>> begin Article

# Bristol is great



## JTG (Sep 25, 2008)

it's got takeaways, museums and ethnics

anybody else want to nominate things that are the same as any other major city in Britain?


----------



## marty21 (Sep 25, 2008)

it has all those things - although i've been to norwich and it was lacking in ethnics tbh


----------



## Belushi (Sep 25, 2008)

marty21 said:


> it has all those things - although i've been to norwich and it was lacking in ethnics tbh



Bristol pisses all over Norwich and no mistake.


----------



## marty21 (Sep 25, 2008)

Belushi said:


> Bristol pisses all over Norwich and no mistake.



i agree, i've only been to norwich once, and went to bristol every school day for 7 years


----------



## cesare (Sep 25, 2008)

I like Bristol (what I've seen of it). Plus pieminister


----------



## JTG (Sep 25, 2008)

marty21 said:


> it has all those things - although i've been to norwich and it was lacking in ethnics tbh



I thought Lennox Lewis was from Norwich


----------



## marty21 (Sep 25, 2008)

not as nice as bath though


----------



## marty21 (Sep 25, 2008)

JTG said:


> I thought Lennox Lewis was from Norwich



i thought he was born in hackney, maybe herbie hyde is from norwich? or lived there


----------



## JTG (Sep 25, 2008)

One of those anyway.


----------



## cesare (Sep 25, 2008)

marty21 said:


> not as nice as bath though



I like Bath too. Can't this be a Bristol and Bath thread?


----------



## JTG (Sep 25, 2008)

marty21 said:


> not as nice as bath though



Start your own thread for stuff about Bath which could be a generic thread for anywhere in the UK


----------



## Dillinger4 (Sep 25, 2008)

What is a Bristol?


----------



## cesare (Sep 25, 2008)

JTG said:


> Start your own thread for stuff about Bath which could be a generic thread for anywhere in the UK



Hmmm, Royal Crescent and Roman Baths, nothing generic about those.


----------



## JTG (Sep 25, 2008)

Bristol has fuckloads of crescents and the romans built baths sodding everywhere.

I like Bristol cos we have a big church. And shops too.

>> end Article
>> begin Stored data

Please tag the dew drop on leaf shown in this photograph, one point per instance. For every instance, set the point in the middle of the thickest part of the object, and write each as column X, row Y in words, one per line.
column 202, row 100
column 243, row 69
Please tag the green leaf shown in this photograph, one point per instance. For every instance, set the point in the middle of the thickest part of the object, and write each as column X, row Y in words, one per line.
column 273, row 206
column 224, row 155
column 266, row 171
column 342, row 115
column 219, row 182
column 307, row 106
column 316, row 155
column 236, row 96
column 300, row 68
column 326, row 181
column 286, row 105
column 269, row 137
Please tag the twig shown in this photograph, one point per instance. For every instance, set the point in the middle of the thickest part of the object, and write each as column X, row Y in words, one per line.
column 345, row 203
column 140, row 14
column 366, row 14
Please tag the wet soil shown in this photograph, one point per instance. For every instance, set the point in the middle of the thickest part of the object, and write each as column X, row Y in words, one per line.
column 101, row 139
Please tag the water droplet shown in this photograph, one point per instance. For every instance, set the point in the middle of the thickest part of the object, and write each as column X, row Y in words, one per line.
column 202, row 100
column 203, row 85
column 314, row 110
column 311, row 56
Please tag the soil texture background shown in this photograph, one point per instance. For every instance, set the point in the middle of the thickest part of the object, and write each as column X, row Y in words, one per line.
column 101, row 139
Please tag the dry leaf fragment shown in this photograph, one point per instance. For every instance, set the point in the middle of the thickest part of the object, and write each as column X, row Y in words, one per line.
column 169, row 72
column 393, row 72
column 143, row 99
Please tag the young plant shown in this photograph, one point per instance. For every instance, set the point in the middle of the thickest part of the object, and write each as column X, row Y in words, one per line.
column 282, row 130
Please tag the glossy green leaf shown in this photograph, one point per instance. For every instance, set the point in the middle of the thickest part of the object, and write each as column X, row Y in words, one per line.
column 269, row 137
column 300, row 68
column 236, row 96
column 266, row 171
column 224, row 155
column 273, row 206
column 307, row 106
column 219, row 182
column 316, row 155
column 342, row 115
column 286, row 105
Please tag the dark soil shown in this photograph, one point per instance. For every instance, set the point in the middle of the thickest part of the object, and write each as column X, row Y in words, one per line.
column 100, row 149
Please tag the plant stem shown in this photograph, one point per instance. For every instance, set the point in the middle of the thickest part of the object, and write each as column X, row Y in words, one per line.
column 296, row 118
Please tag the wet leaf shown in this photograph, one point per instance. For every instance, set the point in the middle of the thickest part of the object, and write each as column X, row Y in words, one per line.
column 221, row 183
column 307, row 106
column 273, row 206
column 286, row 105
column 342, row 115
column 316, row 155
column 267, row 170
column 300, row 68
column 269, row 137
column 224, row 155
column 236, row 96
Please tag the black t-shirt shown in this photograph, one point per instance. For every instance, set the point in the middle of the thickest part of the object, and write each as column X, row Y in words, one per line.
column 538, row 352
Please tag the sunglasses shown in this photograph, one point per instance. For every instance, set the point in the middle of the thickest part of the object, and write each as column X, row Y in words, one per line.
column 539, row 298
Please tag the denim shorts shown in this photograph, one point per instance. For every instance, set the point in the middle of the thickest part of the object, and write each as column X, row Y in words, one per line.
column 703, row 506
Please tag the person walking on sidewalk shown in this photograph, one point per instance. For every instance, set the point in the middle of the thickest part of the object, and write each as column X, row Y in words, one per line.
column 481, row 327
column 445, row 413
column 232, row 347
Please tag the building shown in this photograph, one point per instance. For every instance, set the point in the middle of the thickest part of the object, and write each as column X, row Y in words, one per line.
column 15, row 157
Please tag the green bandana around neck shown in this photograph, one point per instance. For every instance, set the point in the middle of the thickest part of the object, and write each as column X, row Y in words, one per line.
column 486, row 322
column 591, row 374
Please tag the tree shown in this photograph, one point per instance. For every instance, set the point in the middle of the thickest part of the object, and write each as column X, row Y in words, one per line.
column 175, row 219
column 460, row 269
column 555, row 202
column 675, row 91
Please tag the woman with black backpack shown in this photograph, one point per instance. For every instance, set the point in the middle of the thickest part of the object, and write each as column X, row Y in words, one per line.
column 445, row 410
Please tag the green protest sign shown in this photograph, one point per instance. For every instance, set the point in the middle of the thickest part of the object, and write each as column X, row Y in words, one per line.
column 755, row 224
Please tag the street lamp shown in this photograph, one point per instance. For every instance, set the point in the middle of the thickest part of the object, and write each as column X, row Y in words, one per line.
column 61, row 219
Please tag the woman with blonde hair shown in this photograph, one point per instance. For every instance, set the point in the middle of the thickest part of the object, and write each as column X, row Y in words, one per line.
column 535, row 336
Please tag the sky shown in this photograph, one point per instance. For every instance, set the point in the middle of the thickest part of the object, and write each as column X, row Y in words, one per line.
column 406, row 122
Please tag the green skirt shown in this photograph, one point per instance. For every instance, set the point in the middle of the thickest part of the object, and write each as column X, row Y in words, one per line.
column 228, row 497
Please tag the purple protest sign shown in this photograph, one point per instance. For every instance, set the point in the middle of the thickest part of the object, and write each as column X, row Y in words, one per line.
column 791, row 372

>> end Stored data

### Written tasks
A) From the Bristol thread, extract the passage starting with "Hmmm, Royal Crescent" and going on through "And shops too.".
B) Answer these questions from the Bristol thread:
(i) For how many years did marty21 go to Bristol every school day?
(ii) Which two Bath landmarks does cesare name?
(iii) Where does marty21 think Lennox Lewis was born?

### Solutions per task
A)
Hmmm, Royal Crescent and Roman Baths, nothing generic about those.


----------



## JTG (Sep 25, 2008)

Bristol has fuckloads of crescents and the romans built baths sodding everywhere.

I like Bristol cos we have a big church. And shops too.

B)
(i) 7 years
(ii) The Royal Crescent and the Roman Baths
(iii) Hackney